SOURCE INFORMATION:
⁂

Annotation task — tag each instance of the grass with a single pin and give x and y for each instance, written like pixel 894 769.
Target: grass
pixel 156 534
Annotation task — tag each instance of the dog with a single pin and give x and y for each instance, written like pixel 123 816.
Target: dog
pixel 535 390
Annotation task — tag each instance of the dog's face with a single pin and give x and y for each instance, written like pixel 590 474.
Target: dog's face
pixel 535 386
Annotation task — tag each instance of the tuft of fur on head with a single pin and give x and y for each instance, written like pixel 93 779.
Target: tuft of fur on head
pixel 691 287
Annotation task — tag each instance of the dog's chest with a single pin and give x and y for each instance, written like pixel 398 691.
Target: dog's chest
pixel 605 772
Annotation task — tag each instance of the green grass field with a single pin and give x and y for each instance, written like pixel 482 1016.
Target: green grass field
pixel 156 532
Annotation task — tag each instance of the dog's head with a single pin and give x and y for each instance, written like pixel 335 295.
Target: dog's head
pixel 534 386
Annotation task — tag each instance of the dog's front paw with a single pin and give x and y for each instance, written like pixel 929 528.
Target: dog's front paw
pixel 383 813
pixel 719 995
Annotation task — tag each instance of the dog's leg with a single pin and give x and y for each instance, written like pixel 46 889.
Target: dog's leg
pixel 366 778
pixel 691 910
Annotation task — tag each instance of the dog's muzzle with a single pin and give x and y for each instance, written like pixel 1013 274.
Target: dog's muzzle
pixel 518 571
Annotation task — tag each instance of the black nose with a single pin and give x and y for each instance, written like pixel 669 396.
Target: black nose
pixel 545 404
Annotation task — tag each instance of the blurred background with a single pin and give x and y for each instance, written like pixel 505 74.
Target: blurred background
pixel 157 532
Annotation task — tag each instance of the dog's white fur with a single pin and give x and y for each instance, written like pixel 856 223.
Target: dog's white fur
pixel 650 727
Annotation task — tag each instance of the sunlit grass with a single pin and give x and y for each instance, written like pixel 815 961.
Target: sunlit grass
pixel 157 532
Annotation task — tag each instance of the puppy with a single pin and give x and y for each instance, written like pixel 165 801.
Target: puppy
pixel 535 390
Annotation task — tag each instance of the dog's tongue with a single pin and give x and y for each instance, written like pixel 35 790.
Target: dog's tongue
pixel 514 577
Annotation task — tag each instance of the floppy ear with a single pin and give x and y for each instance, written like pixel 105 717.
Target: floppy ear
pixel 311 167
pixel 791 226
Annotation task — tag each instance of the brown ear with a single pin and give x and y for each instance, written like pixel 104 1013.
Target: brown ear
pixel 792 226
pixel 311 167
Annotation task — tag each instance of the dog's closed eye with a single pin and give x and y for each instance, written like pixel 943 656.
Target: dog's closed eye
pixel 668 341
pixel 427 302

⁂

ACTIVITY: Without leaving anything out, output all of the data above exactly.

WRITTEN RESPONSE:
Annotation task — tag each instance of the grass with a single pin and give x and y for each instance, written like pixel 894 769.
Target: grass
pixel 156 534
Annotation task — tag each instance of the dog with a single pin and give x and y for each instance, written like pixel 123 816.
Target: dog
pixel 535 390
Annotation task — tag each instance of the dog's face with a single pin and give x and y for each instance, written like pixel 590 474.
Target: dog's face
pixel 535 386
Annotation task — tag each instance of the tuft of fur on head with a single pin and give x and y for each instance, written like pixel 93 779.
Target: tuft of fur on head
pixel 691 287
Annotation task — tag each instance of the dog's chest with a single pin and give x and y for each instance, written like pixel 398 691.
Target: dog's chest
pixel 605 772
Annotation task — tag each instance of the green grass field with a single pin and give x and y for each instance, written like pixel 482 1016.
Target: green grass field
pixel 156 532
Annotation task — tag each instance of the dog's head with a single pin and give x and y for each instance, written like pixel 335 295.
Target: dog's head
pixel 534 386
Annotation task — tag each instance of the dog's front paw with a single pin and give x and y for each instance, written like pixel 929 528.
Target: dog's front paw
pixel 383 813
pixel 719 995
Annotation task — tag each instance of the dog's leg with a single pin and give x and y for each instance, written like pixel 46 889.
Target: dog's leg
pixel 366 778
pixel 691 910
Annotation task — tag each instance of the dog's muzzle with a single pin and give x and y for each instance, written like pixel 1013 274.
Target: dog's muzzle
pixel 518 571
Annotation task — tag each instance of the black nose with a single pin and give x and y for each instance, written like pixel 669 396.
Target: black nose
pixel 545 404
Annotation task — tag each instance of the blurred background with a single pin and give x and y for each instance, written like pixel 505 74.
Target: blurred background
pixel 157 532
Annotation task — tag each instance of the dog's white fur with a single pin and give x and y for each instance, written like pixel 856 223.
Target: dog's white fur
pixel 650 727
Annotation task — tag each instance of the sunlit grass with a single pin and give x and y for each instance, written like pixel 815 961.
Target: sunlit grass
pixel 157 532
Annotation task — tag each instance of the puppy with a single pin and give x and y for each instance, written like pixel 165 801.
Target: puppy
pixel 535 390
Annotation task — tag each instance of the dog's tongue with a single pin and give x and y for each instance, written like pixel 35 790.
Target: dog's tongue
pixel 514 577
Annotation task — tag each instance of the floppy ear with a single pin and give x and y for each instance, written like pixel 105 717.
Target: floppy ear
pixel 311 167
pixel 791 226
Annotation task — tag each instance of the brown ear with a single pin and give x and y for each instance, written like pixel 104 1013.
Target: brown ear
pixel 792 226
pixel 311 167
Annotation task — tag each instance of the dog's closed eye with a single pin and give x and y for each instance, written like pixel 943 656.
Target: dog's closed eye
pixel 668 341
pixel 427 302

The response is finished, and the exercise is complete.